SOURCE EXTRACT:
★ ★ ★ ★ ★
While I enjoy cooking, meal-prepping, and experimenting in the kitchen, I know many folks don’t enjoy it and don’t have ample time to do so daily. Recipes are easy to come by on the internet, simply search “healthy quick version of (insert favorite dish)” and voila…watch the options roll in. At the beginning of the week, whip up a crock-pot meal. Again, there are countless recipes available online. Crock-pot meals and soups are easy to package up as soon as they are done cooking and set aside or freeze for lunches throughout the week.

 

Where to start: sit down with your family and come up with a list of your favorite meals, or meals you’d like to try. Google healthy versions of that meal, print recipe, and store for when you’re ready.

Pro Tips: Decide on a meal or two that you want to have over the course of the week, take a quick inventory of the ingredients you already have, go in with a list, buy generic, look for sales, and use coupons when you can. Prepare and package fresh veggies and fruit immediately (this will allow for easy access to “grab and go” healthy snack options, and will save time on meal preparation later on). Also, trim fat off of meats, store in zip lock bags, and freeze anything you might not use within the next few days. These tips will keep your food fresh longer and will save you money in the long run by eliminating waste. Pack up your lunch the night before with leftovers from your dinner.
★ ★ ★ ★ ★
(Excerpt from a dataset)
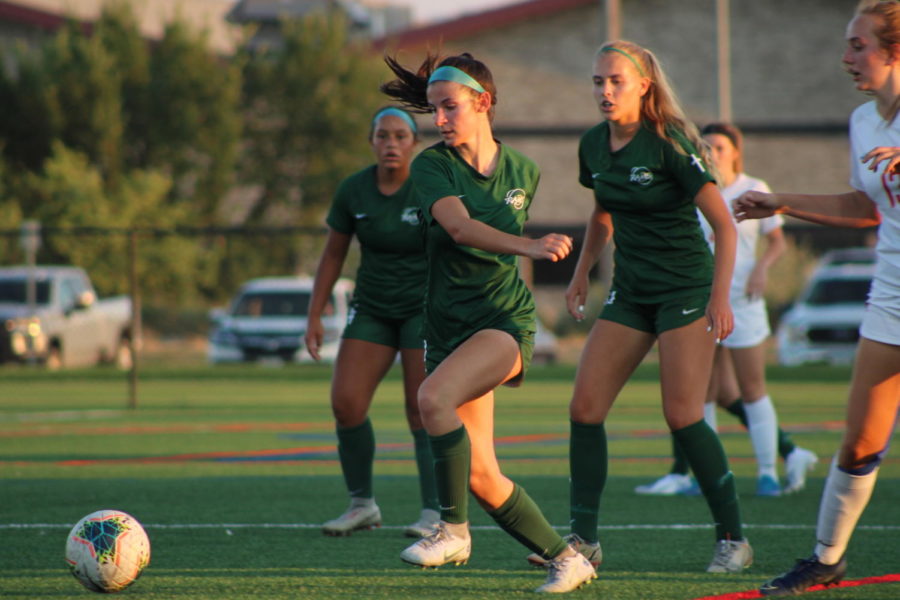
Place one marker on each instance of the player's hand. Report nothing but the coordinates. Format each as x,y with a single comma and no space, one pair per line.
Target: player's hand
553,247
755,205
719,318
878,155
315,332
576,297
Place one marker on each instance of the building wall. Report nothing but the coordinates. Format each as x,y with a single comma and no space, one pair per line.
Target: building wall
786,73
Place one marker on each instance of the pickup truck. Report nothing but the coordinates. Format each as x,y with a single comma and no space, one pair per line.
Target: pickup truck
61,323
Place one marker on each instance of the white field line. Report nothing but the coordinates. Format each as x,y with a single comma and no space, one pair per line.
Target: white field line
627,527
★ ★ ★ ★ ★
WORK INSTRUCTIONS:
(a) In the meal-prep text, what does it suggest doing at the beginning of the week?
(b) Pick up the meal-prep text from where it stops and add a few sentences that continue it.

RESPONSES TO THE EXERCISE:
(a) Whip up a crock-pot meal.

(b)
Don’t get overwhelmed / have goals: If this is new to you, shoot for implementing better health into one additional meal per week. Replace one sugary or alcoholic beverage a day with a glass of water. Try cooking a new meal every week. Incorporate one additional family, sit-down meal into your weekly routine.

Here are a few examples of what my husband and I will be enjoying over the next week or two: a big batch of turkey/barley vegetable soup, ground turkey spaghetti with homemade sauce, grilled chicken with roasted potatoes and veggies, Asian-style pork salad, pork-fried rice, spinach/chicken/cottage cheese stuffed baked potatoes, peanut butter/banana sandwiches, scrambled egg sandwiches, taco salad, Mexican stuffed peppers, and chicken stir-fry.

 

 

Not only will my family be eating a variety of nutrient dense food throughout our week, we will be saving money (and calories) by not eating out or eating fast food. How about you and your family?